How to complete this task
Every record below should be copied exactly, with the pictures left out.

Content starts

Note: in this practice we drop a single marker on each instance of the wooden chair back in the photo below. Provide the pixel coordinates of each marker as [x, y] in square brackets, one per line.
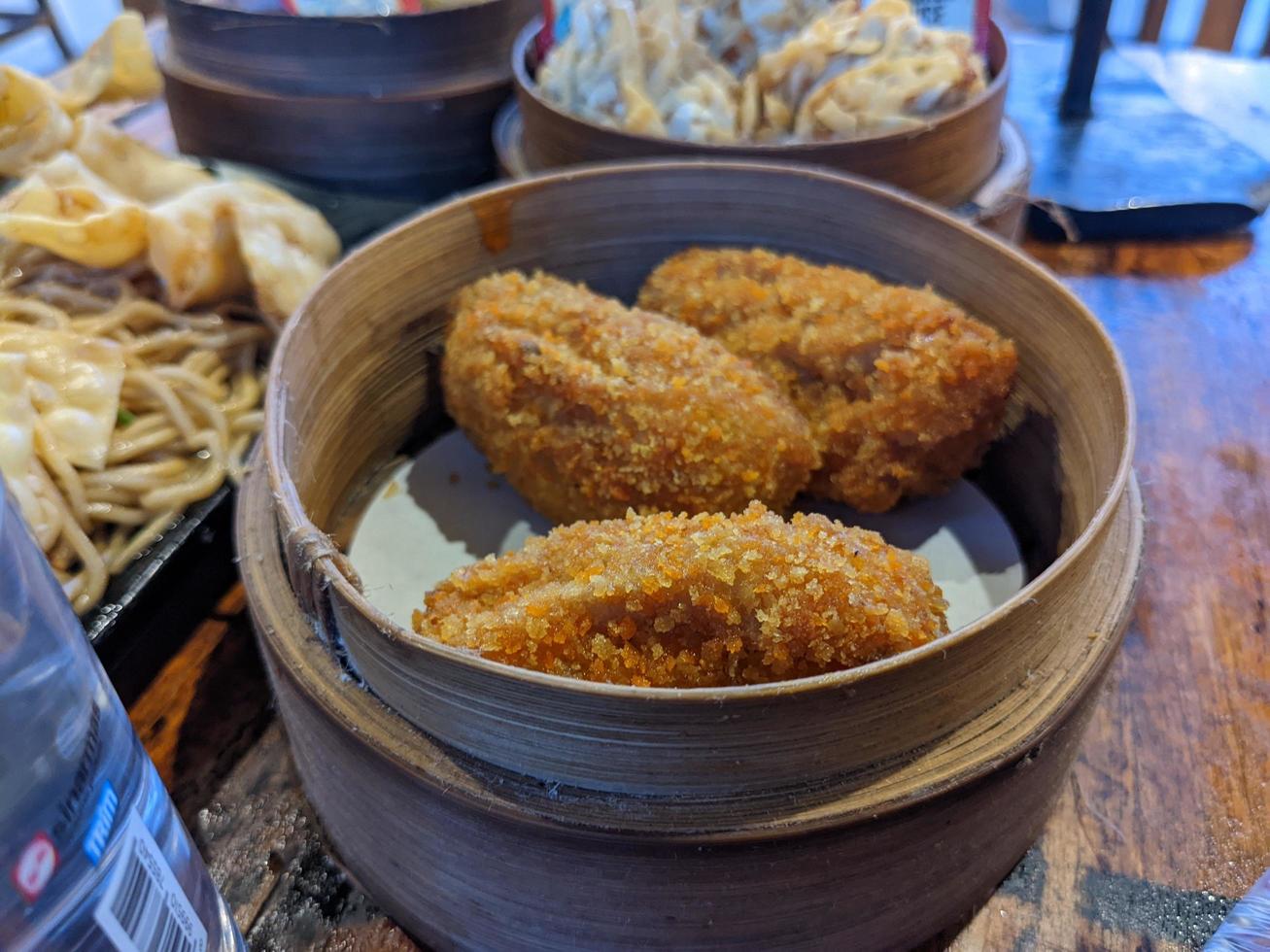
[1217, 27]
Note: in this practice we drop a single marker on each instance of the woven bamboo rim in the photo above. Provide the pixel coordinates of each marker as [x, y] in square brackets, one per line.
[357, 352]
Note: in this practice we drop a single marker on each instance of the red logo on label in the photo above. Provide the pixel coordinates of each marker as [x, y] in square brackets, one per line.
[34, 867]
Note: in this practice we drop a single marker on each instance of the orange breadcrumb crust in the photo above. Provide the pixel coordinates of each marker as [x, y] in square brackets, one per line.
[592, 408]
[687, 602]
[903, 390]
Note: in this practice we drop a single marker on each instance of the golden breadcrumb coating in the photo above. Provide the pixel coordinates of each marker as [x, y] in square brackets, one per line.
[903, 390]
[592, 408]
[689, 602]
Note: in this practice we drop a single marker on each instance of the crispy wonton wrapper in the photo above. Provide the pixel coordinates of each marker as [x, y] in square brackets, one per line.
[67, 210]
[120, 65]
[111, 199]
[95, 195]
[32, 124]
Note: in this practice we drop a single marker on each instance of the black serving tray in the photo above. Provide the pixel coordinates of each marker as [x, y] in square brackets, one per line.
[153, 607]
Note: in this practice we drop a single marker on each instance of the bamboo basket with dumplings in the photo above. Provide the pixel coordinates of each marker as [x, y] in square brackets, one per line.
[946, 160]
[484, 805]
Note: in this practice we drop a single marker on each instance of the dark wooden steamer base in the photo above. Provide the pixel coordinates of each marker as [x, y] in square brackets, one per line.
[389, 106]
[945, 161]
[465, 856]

Content ends

Task answer
Note: in this practice we drop a single marker on each instance of the wooden chair back in the photo below. Provide the pixel coordinates of each marker as [x, y] in square brackets, one per line.
[1217, 27]
Note: in this practice we drop a single marker on each instance of the woven bamboo rim in the photo above. Provide the pixel coordinates of each marker as [x, y] in square brackets, one per line.
[357, 352]
Note: in this practice we drop a single marker on each instance of the red logo on label in the photo above. Provide the pixel coordinates of each marker as [x, y] in square brackets, one per line.
[34, 867]
Note: in this practice we drop a single marker on each instance of the orange breadcrumb crust in the photo above. Provide the pixel coordinates of each marker as [x, y] in square brackets, one per line.
[592, 408]
[687, 602]
[903, 390]
Note: in this practice we drop a single marker on each instance of the golden breadcrumb coating in the photo above. Provide the pixel coordinates of each marker as [x, y] in square brackets, one per line.
[903, 390]
[592, 408]
[689, 602]
Note: in this practice we drop a single marker on each instance of the crispy wonton wrapper in the photo above. Provide the pixel coordinates of each marker as [x, y] in square brackets, one per line.
[67, 210]
[120, 65]
[111, 199]
[95, 195]
[32, 124]
Note: in this practice we drop a single marker on each instance of the black serving tray in the photo above. Provide the pixel coordinates of each marker as [x, y] in square brackets, one per line.
[153, 607]
Note: in this practice we drop a single marker on each instance of the bamboo basket with dumplings in the photo above. Provide the pixel coordinates of each marker as [x, y] in square brackets, one per line.
[946, 160]
[484, 805]
Note: in this practice we drop a single marker on each instance of the dark wooden steamer base in the photo above. Provide the pixel coordinates of each marker as [x, y] in square brackets, one per line.
[389, 106]
[945, 161]
[465, 856]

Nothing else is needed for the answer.